* **Problem to work on**
Every line below between the line holding "Reviewer note: every instance of the frost-covered" and the line holding "Target: frost-covered twig", inclusive, should be repeated exactly, and all other lines omitted.

* **Extracted data**
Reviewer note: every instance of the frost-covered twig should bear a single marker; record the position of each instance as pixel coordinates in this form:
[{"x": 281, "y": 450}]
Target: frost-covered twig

---

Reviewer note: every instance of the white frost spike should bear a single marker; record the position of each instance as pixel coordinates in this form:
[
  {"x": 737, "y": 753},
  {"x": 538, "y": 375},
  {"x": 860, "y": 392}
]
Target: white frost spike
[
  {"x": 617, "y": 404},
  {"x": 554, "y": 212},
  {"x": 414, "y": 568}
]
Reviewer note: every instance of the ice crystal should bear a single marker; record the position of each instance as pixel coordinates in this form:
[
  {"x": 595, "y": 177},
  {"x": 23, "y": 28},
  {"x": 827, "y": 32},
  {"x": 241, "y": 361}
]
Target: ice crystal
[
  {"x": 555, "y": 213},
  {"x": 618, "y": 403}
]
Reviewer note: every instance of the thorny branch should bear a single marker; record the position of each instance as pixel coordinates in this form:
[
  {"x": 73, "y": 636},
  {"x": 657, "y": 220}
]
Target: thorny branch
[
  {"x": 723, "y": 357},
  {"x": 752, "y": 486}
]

...

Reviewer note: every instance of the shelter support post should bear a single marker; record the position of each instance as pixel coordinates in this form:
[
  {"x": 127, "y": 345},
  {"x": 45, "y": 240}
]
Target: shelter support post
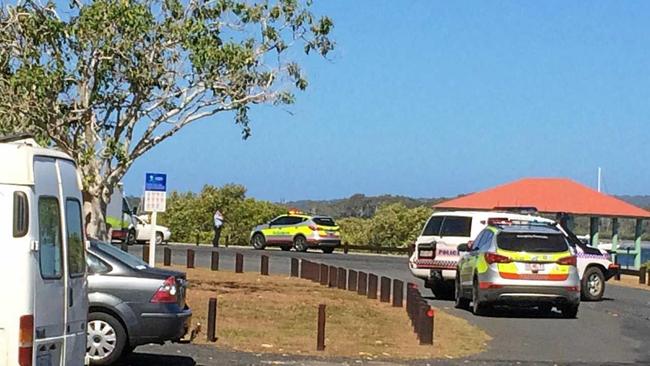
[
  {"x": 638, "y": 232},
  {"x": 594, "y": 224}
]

* **Exercise response**
Reviewer note: every instance of the frost-covered twig should bear a single marker; record the position of each instance as pixel coordinates in this form:
[{"x": 281, "y": 450}]
Target: frost-covered twig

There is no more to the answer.